[Spatial localization data]

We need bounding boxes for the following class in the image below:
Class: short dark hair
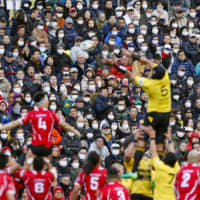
[33,91,46,103]
[107,167,118,180]
[33,156,44,171]
[0,153,8,169]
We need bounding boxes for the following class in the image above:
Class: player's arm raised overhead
[142,126,157,158]
[59,121,81,137]
[165,127,175,153]
[0,119,22,131]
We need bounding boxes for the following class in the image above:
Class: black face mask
[163,152,177,167]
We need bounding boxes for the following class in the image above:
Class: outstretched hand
[164,126,172,141]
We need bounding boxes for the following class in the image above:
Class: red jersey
[75,166,107,200]
[0,170,16,200]
[175,163,200,200]
[98,181,130,200]
[20,107,60,147]
[20,170,54,200]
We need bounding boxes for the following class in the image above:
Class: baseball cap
[111,143,120,149]
[69,7,76,12]
[102,123,110,129]
[65,17,73,24]
[70,67,78,73]
[107,75,115,80]
[127,6,134,11]
[75,36,83,42]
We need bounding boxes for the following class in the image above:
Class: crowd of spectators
[0,0,200,199]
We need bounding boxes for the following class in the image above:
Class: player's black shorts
[144,112,170,144]
[131,194,153,200]
[31,145,52,156]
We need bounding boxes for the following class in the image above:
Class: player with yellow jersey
[144,126,180,200]
[120,49,171,179]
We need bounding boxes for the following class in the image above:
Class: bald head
[187,150,200,163]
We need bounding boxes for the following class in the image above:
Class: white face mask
[52,22,57,27]
[112,31,118,36]
[59,160,67,167]
[133,21,139,25]
[190,12,196,18]
[135,105,142,111]
[102,51,109,57]
[152,29,159,35]
[178,71,185,77]
[146,13,152,18]
[68,132,75,137]
[171,80,177,85]
[108,114,115,120]
[176,114,181,120]
[71,95,78,101]
[72,162,79,168]
[88,32,95,37]
[43,87,50,93]
[122,123,129,129]
[13,88,21,94]
[77,122,84,128]
[58,33,64,38]
[87,114,93,119]
[4,151,11,157]
[182,31,188,36]
[0,48,5,54]
[38,25,44,30]
[57,49,64,55]
[87,132,93,139]
[50,105,57,111]
[88,85,96,91]
[185,102,191,108]
[30,41,37,47]
[128,28,135,34]
[173,95,180,101]
[40,47,46,53]
[151,21,156,26]
[57,13,63,18]
[92,4,99,9]
[25,97,31,103]
[177,131,184,138]
[187,79,194,86]
[128,47,134,52]
[74,85,80,91]
[111,124,118,130]
[188,23,194,28]
[152,40,158,45]
[77,4,83,10]
[60,86,66,93]
[83,97,90,102]
[141,46,148,52]
[116,11,123,17]
[18,41,24,46]
[92,123,98,129]
[13,52,19,57]
[172,23,178,28]
[141,29,147,35]
[118,105,125,111]
[109,40,115,46]
[137,38,144,43]
[77,20,84,25]
[164,49,170,54]
[1,133,8,140]
[78,153,86,160]
[37,5,43,10]
[113,49,120,54]
[112,149,120,155]
[169,121,175,126]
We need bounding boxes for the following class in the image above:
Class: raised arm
[141,126,158,158]
[165,127,175,153]
[59,121,81,137]
[0,120,22,131]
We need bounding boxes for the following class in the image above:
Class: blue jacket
[71,62,89,81]
[104,33,123,47]
[62,25,78,48]
[171,57,196,77]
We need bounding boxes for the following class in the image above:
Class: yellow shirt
[135,71,171,113]
[152,156,180,200]
[124,158,153,197]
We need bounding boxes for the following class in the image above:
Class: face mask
[37,5,43,10]
[187,79,194,86]
[57,49,64,55]
[113,49,120,54]
[71,95,78,101]
[177,131,184,138]
[151,21,156,26]
[182,31,188,36]
[43,87,50,93]
[173,95,180,101]
[170,33,176,38]
[59,160,67,167]
[172,23,178,28]
[13,52,19,57]
[92,123,98,129]
[116,11,123,17]
[13,106,21,114]
[13,88,21,93]
[152,40,158,45]
[24,3,29,8]
[87,114,93,120]
[0,48,5,54]
[146,13,152,18]
[4,151,11,157]
[169,121,175,126]
[109,40,115,46]
[152,29,158,34]
[128,47,134,52]
[57,13,63,18]
[18,41,24,46]
[141,29,147,35]
[97,81,102,88]
[77,122,84,128]
[46,21,50,26]
[102,51,109,57]
[78,153,86,160]
[92,4,99,9]
[133,21,139,25]
[185,102,191,108]
[68,132,75,137]
[190,12,196,18]
[135,105,142,111]
[60,86,66,93]
[142,3,148,9]
[83,97,90,102]
[58,33,64,38]
[189,23,194,28]
[88,32,95,37]
[173,49,179,54]
[30,41,37,47]
[1,133,8,140]
[137,38,144,43]
[50,105,57,111]
[112,149,120,155]
[74,85,80,91]
[157,7,163,11]
[25,97,31,103]
[118,105,125,111]
[77,4,83,10]
[110,124,117,131]
[77,20,84,25]
[164,49,170,54]
[38,25,44,30]
[178,71,185,77]
[141,46,148,52]
[87,132,93,139]
[128,29,135,34]
[108,114,115,120]
[52,22,57,27]
[40,47,46,53]
[72,162,79,168]
[88,85,96,91]
[122,123,129,129]
[176,114,181,120]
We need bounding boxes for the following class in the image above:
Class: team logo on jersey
[138,78,143,85]
[148,116,154,123]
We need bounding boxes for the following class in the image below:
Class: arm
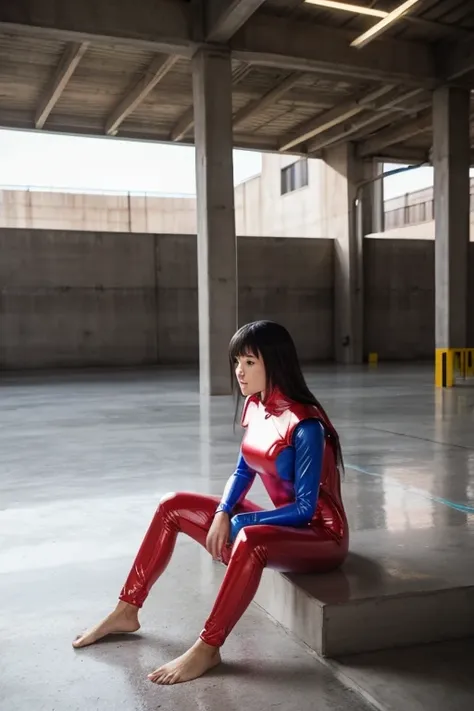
[215,450,256,516]
[229,419,325,541]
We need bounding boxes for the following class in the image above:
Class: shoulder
[285,403,328,445]
[292,418,325,447]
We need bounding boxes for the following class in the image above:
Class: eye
[246,359,255,366]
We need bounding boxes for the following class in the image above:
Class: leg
[149,523,346,684]
[73,491,233,648]
[201,523,347,645]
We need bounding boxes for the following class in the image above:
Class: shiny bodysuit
[119,389,349,647]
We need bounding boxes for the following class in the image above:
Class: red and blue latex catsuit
[119,388,349,647]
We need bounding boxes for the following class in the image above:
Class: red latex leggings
[119,492,346,647]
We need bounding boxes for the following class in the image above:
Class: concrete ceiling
[0,0,474,164]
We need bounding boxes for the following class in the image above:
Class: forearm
[215,451,256,515]
[230,501,313,540]
[215,474,253,515]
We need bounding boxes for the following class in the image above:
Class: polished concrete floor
[1,364,473,710]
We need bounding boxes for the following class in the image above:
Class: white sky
[0,129,262,195]
[0,127,450,200]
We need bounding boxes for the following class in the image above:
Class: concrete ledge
[254,526,474,657]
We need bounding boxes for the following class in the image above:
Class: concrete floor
[1,364,474,710]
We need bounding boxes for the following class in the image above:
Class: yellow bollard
[466,349,474,377]
[368,352,378,367]
[435,349,454,388]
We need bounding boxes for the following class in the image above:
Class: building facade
[2,155,474,239]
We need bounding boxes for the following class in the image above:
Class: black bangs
[228,323,260,363]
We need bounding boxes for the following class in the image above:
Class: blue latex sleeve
[229,419,325,541]
[215,451,256,515]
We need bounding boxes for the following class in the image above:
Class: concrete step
[254,526,474,657]
[327,637,474,711]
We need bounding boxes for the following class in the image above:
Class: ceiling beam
[35,41,88,129]
[206,0,266,43]
[374,145,431,164]
[0,0,443,86]
[310,112,394,155]
[358,110,432,158]
[0,109,280,152]
[170,107,194,142]
[439,37,474,80]
[350,0,422,50]
[105,54,178,136]
[0,0,193,56]
[279,85,397,152]
[231,13,436,86]
[307,89,426,154]
[233,72,303,129]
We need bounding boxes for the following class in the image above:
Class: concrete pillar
[372,160,385,234]
[433,86,470,349]
[324,143,372,364]
[192,48,237,395]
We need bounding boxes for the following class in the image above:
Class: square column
[433,86,470,350]
[324,143,372,364]
[372,160,385,234]
[192,48,237,395]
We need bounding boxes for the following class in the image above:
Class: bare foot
[72,601,140,648]
[148,639,221,685]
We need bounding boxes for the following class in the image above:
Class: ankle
[116,601,139,618]
[196,638,220,655]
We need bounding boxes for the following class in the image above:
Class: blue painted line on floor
[347,463,474,515]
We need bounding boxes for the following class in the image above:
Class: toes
[148,668,164,683]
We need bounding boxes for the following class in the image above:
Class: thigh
[161,491,261,549]
[242,524,347,574]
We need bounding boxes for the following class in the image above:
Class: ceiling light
[350,0,422,48]
[304,1,387,18]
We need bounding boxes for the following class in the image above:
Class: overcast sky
[0,128,452,199]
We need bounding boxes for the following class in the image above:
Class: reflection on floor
[1,365,473,710]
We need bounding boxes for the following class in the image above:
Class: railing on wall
[385,199,434,230]
[384,192,474,230]
[0,184,195,199]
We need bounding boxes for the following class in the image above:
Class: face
[234,351,266,398]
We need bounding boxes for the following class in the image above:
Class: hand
[206,512,230,560]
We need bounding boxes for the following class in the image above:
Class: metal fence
[384,192,474,230]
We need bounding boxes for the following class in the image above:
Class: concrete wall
[0,189,197,234]
[374,218,474,241]
[365,239,474,355]
[365,239,435,359]
[0,229,334,369]
[238,236,334,361]
[0,229,158,368]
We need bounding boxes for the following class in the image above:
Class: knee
[232,526,267,565]
[157,491,181,515]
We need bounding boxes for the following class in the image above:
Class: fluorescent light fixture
[304,1,386,18]
[350,0,422,48]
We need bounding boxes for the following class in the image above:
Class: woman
[73,320,349,684]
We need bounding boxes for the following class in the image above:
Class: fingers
[206,519,230,560]
[206,531,216,558]
[207,531,220,559]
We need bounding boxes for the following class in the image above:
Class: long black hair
[229,320,344,473]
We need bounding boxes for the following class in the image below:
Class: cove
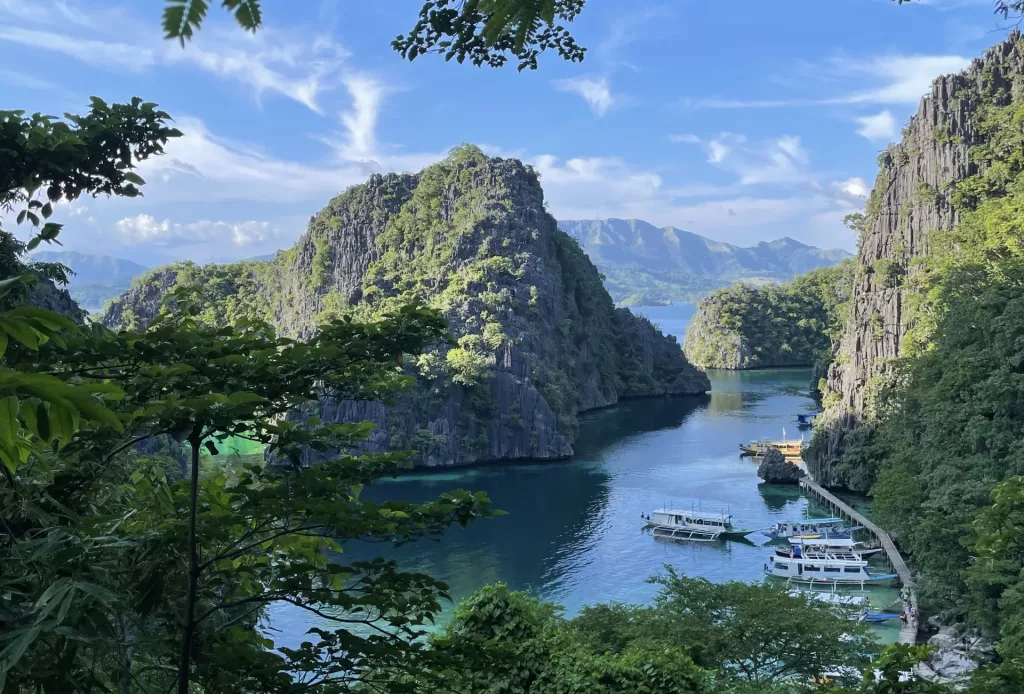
[268,365,904,648]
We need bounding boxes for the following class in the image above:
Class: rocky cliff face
[808,33,1024,487]
[104,147,709,467]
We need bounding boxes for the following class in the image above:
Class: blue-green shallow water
[267,366,904,648]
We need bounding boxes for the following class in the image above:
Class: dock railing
[798,478,919,644]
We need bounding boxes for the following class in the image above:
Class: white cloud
[162,28,347,113]
[336,76,387,160]
[553,77,615,116]
[834,177,870,199]
[845,55,971,104]
[699,133,811,185]
[136,117,367,203]
[0,26,155,71]
[856,110,898,141]
[116,214,277,246]
[684,53,971,109]
[137,116,447,204]
[0,0,347,113]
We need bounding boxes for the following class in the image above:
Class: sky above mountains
[0,0,1008,265]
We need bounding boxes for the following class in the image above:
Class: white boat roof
[790,517,846,525]
[790,536,857,547]
[779,556,867,567]
[654,508,732,522]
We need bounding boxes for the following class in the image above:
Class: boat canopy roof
[654,509,732,522]
[795,517,846,525]
[790,535,856,547]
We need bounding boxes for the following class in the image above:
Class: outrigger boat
[739,428,805,460]
[765,518,852,539]
[765,545,897,586]
[789,532,884,556]
[644,508,756,543]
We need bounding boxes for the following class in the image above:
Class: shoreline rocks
[757,449,805,484]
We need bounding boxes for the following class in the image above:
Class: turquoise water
[267,361,904,647]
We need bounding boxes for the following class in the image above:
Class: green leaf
[122,171,145,185]
[20,398,38,438]
[0,626,40,680]
[16,209,26,225]
[0,330,8,359]
[0,317,41,350]
[36,401,50,442]
[0,396,18,446]
[227,391,265,405]
[163,0,210,44]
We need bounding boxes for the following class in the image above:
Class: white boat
[787,589,869,607]
[790,533,860,550]
[765,518,850,539]
[765,551,897,586]
[644,509,756,542]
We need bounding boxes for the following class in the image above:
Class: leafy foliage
[830,40,1024,658]
[160,0,587,71]
[426,570,888,693]
[684,261,854,370]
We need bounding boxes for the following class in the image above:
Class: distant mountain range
[32,251,148,312]
[32,221,850,312]
[556,218,852,306]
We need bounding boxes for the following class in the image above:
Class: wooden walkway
[798,478,919,644]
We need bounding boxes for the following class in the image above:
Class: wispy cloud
[673,132,812,185]
[553,76,615,116]
[683,53,972,109]
[116,214,280,246]
[0,68,59,91]
[856,109,898,141]
[0,0,348,113]
[0,26,155,70]
[163,29,346,114]
[337,76,387,160]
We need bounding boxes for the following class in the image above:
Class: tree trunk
[177,431,201,694]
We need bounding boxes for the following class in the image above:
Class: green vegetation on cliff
[105,146,708,466]
[818,38,1024,664]
[683,261,853,370]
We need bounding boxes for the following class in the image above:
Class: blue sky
[0,0,1010,266]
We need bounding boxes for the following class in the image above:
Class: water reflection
[757,483,805,511]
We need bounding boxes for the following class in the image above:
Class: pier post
[798,478,919,644]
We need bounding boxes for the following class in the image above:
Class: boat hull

- WHAT TO WORK ON -
Repeat only the lines running from the line that contains "Class: leafy foliage" through the last line above, inclusive.

- SOLUTION TO THE EXERCISE -
Class: leafy foliage
[830,40,1024,658]
[160,0,587,71]
[426,570,888,693]
[684,261,854,370]
We need bounding boxes for the following class in the image above:
Class: distant mountain range
[32,251,148,312]
[32,221,850,312]
[556,218,852,306]
We need bounding boxes for the following class in the image above:
Class: wooden walkway
[798,478,919,644]
We need bounding boxes for the following class in the image above:
Class: wispy cloud
[673,132,812,185]
[553,76,615,116]
[683,53,972,109]
[116,214,280,246]
[0,68,59,91]
[856,109,898,141]
[0,0,348,113]
[0,26,155,70]
[163,29,346,114]
[337,76,387,160]
We need bounding boxes for the following class in the image above:
Class: tree trunk
[177,431,201,694]
We need bounding boxes for the following class in the image above:
Class: green vegetation on cliff
[105,146,708,466]
[818,38,1024,664]
[683,261,853,370]
We need bounding boxes for the following class in the image above:
Class: blue sky
[0,0,1010,266]
We need bounding boxes for the following class in the image above:
Class: water reflection
[757,483,805,511]
We need bounding boxes for the following class in the image above:
Class: pier post
[798,478,919,644]
We need bounding boxes for the following class in the image above:
Class: boat hull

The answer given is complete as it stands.